***** ABGEDRUCKTER TEXT *****

« Erste Bilder von "Better Call Saul" | Zurück zur Startseite dieses Blogs | Lego Ghostbusters Movie »

Filmkritik: "Lucy"

Lucy in the Sky with Diamonds

In den 70er und 80er Jahren stieß man in vielen Zeitschriften auf Anzeigen, die behaupteten, der Mensch nutze nur zehn Prozent seines Gehirns. Um das eigene geistige Potenzial besser auszuschöpfen, sollte man ein Buch bestellen, dessen Tipps und Anleitungen nicht nur den Intelligenz-Quotienten nach oben treiben würden, sondern quasi als angenehmen Nebeneffekt auch mehr Erfolg in Beruf und Privatleben bringen würden. Die Anzeigen stammten von der Scientology-Sekte, die damals noch weitgehend unbekannt war.

Die Aussage von dem nur zehnprozentigen Nutzungsgrad beziehungsweise dem zu 90 Prozent ungenutzten Potenzial des menschlichen Gehirns ist übrigens falsch. Wir mir mehrere von Google gelieferte Quellen übereinstimmend versichern, nutzt der Mensch immer sein gesamtes Gehirn, nur eben je nach Aufgabe (Lesen, Laufen, Rechnen, Gegenstände oder Gesichter erkennen …) unterschiedliche Regionen in unterschiedlicher Intensität.

Aber die These besitzt natürlich einen hohen Aufmerksamkeitsfaktor. Das hat auch Luc Besson erkannt und sie zum Ausgangspunkt seines neuen Films gemacht, bei dem es sich tatsächlich um eine Art Gedankenspiel handelt: Was würde geschehen, wenn jemand in der Lage wäre, auf die vollen 100 Prozent zuzugreifen? Wozu wäre er dann fähig?

Durchexerziert wird dieses Gedankenexperiment am Beispiel einer jungen Frau namens Lucy (Scarlett Johansson). Ihr Ex-Freund überredet sie mit mehr oder weniger sanfter Gewalt, für ihn einen Koffer in ein Gebäude in Taipeh zu bringen und an einen Mr. Jang (Min-sik Choi) zu übergeben. Wie nicht anders zu erwarten, ist dieser Mr. Jang ein Gangster. Der Koffer enthält die erste Lieferung einer neuen synthetischen Droge, die in ihrer natürlichen Form das Wachstum menschlicher Embryonen anregt. Da Lucy schon einmal da ist, zwingen Jang und seine Männer sie und noch drei andere Kandidaten, jeweils ein Drogenpäckchen eingelagert in ihrem Bauch nach Europa zu schmuggeln. Doch aufgrund der rüden Behandlung durch einen von Jangs Schlägern platzt Lucys Portion auf und die Droge gerät in ihren Blutkreislauf. Und plötzlich beginnen die Werte auf der Prozentskala ihrer Hirnnutzung steil nach oben zu gehen.

Die Erzählung dieser Geschichte wird immer wieder durch Schnitte hin zu einer Rede von Professor Norman (Morgan Freeman) an einer Pariser Universität unterbrochen, in der er die Entwicklung des Lebens aus den ersten organischen Zellen schildert und darüber spekuliert, was ein vollständig aktiviertes Gehirn alles leisten könnte. Seine Hypothesen werden anhand von rasant geschnittenen Trickfilm- und Dokumentarszenen erläutert, was die ansonsten sehr lineare Handlung deutlich auflockert. Zum Schluss kann Norman dann wirklich noch einen Eindruck davon gewinnen, zu was ein menschliches Gehirn alles in der Lage ist, denn Lucy kommt zu ihm nach Paris. Dicht auf der Spur sind ihr die Gangster, die ihre Droge wieder zurückhaben wollen.

***** VORLIEGENDE DATEN *****

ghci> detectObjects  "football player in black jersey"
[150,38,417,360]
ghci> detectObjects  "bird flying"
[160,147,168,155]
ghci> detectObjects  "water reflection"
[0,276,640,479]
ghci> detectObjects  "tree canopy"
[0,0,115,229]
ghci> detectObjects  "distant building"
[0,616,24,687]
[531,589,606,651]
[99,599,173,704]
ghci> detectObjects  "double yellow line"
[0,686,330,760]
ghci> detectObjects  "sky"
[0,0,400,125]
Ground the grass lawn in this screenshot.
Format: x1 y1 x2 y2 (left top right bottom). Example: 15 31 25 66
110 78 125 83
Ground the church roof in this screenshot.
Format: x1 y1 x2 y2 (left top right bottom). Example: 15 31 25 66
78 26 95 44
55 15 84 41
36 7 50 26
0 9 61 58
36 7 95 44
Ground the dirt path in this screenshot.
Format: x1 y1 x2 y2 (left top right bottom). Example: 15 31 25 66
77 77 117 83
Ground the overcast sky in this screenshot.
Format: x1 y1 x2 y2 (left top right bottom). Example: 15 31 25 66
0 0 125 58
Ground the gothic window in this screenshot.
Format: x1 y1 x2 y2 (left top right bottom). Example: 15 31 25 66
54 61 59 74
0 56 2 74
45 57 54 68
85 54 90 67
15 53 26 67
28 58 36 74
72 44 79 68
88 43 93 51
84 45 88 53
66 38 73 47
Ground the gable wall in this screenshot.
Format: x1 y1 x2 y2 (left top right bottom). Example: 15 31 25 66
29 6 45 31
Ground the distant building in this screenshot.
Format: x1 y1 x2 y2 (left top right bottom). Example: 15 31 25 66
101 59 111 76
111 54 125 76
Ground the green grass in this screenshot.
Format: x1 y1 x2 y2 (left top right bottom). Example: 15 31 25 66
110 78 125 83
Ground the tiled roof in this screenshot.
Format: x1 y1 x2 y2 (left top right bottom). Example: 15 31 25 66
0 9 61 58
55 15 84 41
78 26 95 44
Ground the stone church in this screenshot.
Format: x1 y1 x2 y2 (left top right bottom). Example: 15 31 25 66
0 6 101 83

*****

### ARBEITSAUFTRÄGE
1. Ersetze in der Filmkritik „Zeitschriften“ durch „Illustrierten“ und gib dabei alles von „In den 70er“ bis hinunter zu „weitgehend unbekannt war.“ wieder.
2. In welcher Stadt soll Lucy laut der Filmkritik den Koffer an Mr. Jang übergeben?
3. Fasse den Absatz der Filmkritik, der mit „Durchexerziert wird dieses Gedankenexperiment“ beginnt, als knappe Liste zusammen, ohne die wesentlichen Fakten zu verlieren.

### ANTWORTEN
1.
In den 70er und 80er Jahren stieß man in vielen Illustrierten auf Anzeigen, die behaupteten, der Mensch nutze nur zehn Prozent seines Gehirns. Um das eigene geistige Potenzial besser auszuschöpfen, sollte man ein Buch bestellen, dessen Tipps und Anleitungen nicht nur den Intelligenz-Quotienten nach oben treiben würden, sondern quasi als angenehmen Nebeneffekt auch mehr Erfolg in Beruf und Privatleben bringen würden. Die Anzeigen stammten von der Scientology-Sekte, die damals noch weitgehend unbekannt war.

2. In Taipeh.

3.
- Hauptfigur ist die junge Frau Lucy (Scarlett Johansson).
- Ihr Ex-Freund zwingt sie, einen Koffer in Taipeh an Mr. Jang (Min-sik Choi) zu übergeben, einen Gangster.
- Der Koffer enthält die erste Lieferung einer neuen synthetischen Droge, die in natürlicher Form das Wachstum menschlicher Embryonen anregt.
- Jang und seine Männer zwingen Lucy und drei weitere Personen, Drogenpäckchen im Bauch nach Europa zu schmuggeln.
- Durch die rüde Behandlung eines Schlägers platzt Lucys Päckchen, und die Droge gelangt in ihren Blutkreislauf.
- Daraufhin steigt der Prozentsatz ihrer Hirnnutzung steil an.